--- begin SOURCE DATA ---

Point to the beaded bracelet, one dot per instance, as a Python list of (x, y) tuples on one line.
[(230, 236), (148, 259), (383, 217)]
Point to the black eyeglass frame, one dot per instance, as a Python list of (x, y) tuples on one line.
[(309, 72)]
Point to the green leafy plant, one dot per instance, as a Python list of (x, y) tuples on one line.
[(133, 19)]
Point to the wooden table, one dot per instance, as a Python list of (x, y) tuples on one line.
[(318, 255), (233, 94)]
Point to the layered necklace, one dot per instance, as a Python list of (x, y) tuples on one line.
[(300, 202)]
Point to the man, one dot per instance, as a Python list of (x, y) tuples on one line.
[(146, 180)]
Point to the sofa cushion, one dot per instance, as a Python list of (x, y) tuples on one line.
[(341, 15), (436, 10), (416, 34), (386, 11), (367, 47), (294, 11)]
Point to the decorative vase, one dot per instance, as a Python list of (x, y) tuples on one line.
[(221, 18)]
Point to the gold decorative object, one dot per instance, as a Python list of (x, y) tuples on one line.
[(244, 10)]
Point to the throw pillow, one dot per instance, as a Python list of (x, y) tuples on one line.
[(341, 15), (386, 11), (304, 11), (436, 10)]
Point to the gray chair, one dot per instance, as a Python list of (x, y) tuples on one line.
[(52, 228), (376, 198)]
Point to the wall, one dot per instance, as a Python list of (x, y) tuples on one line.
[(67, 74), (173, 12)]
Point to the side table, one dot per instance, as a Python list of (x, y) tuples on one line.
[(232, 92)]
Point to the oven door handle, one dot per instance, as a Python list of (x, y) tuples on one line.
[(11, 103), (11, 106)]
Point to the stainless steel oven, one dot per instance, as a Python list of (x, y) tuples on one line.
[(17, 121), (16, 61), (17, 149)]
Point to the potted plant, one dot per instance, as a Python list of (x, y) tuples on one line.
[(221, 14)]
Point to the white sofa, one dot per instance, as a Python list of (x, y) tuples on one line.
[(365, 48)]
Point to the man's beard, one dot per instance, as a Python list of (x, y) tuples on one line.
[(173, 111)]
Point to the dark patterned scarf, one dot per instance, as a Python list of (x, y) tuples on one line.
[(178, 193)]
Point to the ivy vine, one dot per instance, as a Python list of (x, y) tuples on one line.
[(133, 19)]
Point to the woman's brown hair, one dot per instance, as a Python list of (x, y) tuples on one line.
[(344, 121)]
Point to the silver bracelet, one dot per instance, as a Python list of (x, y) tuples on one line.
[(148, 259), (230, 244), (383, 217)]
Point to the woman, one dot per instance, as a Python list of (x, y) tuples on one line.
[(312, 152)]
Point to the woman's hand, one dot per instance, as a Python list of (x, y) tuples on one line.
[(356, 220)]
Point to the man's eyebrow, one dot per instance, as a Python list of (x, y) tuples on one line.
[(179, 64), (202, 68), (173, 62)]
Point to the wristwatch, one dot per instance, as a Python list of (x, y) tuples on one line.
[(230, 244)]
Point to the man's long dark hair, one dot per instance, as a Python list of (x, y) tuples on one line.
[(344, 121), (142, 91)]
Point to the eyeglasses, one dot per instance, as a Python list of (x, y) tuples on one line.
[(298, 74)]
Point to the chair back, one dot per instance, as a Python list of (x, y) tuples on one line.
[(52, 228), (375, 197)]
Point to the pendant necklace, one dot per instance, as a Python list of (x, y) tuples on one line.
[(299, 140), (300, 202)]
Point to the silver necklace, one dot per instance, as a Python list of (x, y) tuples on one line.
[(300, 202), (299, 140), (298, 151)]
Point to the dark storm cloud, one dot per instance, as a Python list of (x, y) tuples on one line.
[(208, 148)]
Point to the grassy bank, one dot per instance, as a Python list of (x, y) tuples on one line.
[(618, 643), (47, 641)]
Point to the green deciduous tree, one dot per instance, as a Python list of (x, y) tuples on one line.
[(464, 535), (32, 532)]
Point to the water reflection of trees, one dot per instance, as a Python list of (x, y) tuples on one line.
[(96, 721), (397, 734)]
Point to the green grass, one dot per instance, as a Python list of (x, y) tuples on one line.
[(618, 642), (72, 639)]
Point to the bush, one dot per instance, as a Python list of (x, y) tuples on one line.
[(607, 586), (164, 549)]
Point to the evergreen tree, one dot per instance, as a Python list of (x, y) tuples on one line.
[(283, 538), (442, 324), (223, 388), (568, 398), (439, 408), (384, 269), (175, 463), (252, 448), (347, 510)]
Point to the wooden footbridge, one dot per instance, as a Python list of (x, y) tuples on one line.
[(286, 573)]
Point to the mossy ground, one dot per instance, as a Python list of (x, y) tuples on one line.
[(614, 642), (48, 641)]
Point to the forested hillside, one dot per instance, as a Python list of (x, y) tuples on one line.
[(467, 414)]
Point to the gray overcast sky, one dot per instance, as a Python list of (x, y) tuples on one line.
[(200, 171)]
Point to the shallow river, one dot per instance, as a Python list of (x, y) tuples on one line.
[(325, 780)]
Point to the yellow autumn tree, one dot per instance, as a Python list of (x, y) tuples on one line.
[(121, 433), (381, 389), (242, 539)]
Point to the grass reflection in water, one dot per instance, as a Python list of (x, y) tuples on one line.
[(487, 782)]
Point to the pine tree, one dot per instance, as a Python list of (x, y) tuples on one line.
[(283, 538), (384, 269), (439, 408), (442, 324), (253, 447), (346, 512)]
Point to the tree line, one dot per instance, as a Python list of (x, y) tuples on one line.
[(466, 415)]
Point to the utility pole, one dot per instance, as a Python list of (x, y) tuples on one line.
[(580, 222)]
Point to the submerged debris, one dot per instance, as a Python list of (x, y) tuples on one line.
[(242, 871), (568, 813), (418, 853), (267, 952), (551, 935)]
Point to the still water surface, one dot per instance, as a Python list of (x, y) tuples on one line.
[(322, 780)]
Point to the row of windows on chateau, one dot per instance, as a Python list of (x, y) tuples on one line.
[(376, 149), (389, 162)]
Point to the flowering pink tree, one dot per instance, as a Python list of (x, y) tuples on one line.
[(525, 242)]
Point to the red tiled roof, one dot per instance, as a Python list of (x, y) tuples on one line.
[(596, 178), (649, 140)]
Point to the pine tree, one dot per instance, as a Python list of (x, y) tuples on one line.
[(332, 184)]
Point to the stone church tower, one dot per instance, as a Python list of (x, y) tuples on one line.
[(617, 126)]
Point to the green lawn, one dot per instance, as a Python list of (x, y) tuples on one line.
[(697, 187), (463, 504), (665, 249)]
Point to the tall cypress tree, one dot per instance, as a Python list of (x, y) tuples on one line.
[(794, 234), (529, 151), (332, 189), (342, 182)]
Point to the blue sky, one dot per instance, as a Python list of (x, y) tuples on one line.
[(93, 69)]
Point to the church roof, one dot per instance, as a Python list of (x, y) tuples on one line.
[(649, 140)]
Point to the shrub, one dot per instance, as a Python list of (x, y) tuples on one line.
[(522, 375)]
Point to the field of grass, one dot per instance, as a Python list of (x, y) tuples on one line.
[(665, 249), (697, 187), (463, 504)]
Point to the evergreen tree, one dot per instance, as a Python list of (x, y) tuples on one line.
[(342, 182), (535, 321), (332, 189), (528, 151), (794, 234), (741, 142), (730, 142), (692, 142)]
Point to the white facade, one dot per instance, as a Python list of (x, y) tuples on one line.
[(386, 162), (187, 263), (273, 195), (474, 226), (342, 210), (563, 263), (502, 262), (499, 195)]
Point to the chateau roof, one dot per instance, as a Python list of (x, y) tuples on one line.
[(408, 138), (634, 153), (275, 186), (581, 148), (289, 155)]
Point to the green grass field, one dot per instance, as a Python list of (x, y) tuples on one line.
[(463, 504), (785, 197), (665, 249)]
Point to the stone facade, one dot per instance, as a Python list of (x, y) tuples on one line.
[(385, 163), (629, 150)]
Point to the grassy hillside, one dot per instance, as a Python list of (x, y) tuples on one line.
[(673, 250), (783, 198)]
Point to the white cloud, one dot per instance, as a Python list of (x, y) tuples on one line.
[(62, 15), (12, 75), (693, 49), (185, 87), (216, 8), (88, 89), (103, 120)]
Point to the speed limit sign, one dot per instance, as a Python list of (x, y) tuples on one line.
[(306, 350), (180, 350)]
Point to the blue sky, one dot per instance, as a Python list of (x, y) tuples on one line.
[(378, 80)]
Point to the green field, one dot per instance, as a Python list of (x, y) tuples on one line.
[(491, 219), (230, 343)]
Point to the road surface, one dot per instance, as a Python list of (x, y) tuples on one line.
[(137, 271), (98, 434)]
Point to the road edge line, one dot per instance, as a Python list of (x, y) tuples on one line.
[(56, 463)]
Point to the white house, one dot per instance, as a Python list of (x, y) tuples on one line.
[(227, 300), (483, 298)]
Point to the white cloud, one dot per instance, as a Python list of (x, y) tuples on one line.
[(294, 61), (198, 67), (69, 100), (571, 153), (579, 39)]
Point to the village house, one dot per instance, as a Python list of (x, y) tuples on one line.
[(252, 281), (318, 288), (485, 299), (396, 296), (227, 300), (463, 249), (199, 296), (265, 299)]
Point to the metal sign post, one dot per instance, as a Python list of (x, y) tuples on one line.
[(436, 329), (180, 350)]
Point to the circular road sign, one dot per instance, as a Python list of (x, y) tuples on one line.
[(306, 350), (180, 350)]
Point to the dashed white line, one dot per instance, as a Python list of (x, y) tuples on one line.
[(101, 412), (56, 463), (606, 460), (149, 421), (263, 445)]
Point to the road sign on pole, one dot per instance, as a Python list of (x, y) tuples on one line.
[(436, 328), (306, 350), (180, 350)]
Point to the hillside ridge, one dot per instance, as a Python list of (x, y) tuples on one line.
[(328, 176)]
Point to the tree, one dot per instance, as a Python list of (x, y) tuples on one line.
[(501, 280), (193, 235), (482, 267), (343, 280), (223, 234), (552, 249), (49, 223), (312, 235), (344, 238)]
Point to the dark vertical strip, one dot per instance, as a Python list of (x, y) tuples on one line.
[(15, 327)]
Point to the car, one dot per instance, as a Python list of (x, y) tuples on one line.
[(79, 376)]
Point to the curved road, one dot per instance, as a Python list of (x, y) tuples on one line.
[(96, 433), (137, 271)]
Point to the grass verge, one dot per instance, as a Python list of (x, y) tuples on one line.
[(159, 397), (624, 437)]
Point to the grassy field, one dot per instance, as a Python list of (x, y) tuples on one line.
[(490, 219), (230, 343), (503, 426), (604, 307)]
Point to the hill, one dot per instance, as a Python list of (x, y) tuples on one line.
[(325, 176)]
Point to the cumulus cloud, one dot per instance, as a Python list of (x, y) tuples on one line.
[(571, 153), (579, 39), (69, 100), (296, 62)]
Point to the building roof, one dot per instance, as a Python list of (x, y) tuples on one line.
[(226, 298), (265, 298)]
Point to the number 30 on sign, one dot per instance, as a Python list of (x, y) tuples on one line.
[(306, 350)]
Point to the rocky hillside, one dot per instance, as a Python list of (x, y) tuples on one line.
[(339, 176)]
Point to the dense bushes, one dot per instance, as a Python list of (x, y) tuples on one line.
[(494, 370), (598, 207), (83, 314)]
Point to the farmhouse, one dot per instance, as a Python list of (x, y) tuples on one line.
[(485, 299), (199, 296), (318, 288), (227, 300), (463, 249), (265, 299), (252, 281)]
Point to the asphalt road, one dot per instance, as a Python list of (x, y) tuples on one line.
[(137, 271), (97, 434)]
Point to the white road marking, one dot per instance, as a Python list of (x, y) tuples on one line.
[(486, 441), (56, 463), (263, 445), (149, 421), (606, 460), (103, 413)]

--- end SOURCE DATA ---

▶ AIM
Print the lines from the one containing "Point to the wooden table, one" through the one containing "[(244, 10)]", inclusive, reproducing each character for character.

▶ EXPECTED ANSWER
Point to the wooden table, one dot per instance, as a Python list of (x, y) tuples on one line.
[(318, 255), (233, 94)]
Point to the layered necklace, one dot per instance, as a Python list of (x, y) tuples on one line.
[(300, 202)]
Point to the man, one dot per instance, as a Python list of (x, y) tuples on one line.
[(146, 180)]
Point to the sofa cushion, one dot per instance, as a Python list of (x, y) tuples on one line.
[(341, 15), (436, 10), (416, 34), (386, 11), (367, 47), (294, 11)]
Point to the decorative vase, one dot per instance, as a Python list of (x, y) tuples on one line.
[(221, 18)]
Point to the gold decorative object, one dot per instance, as a Python list of (x, y) tuples on one line.
[(244, 10)]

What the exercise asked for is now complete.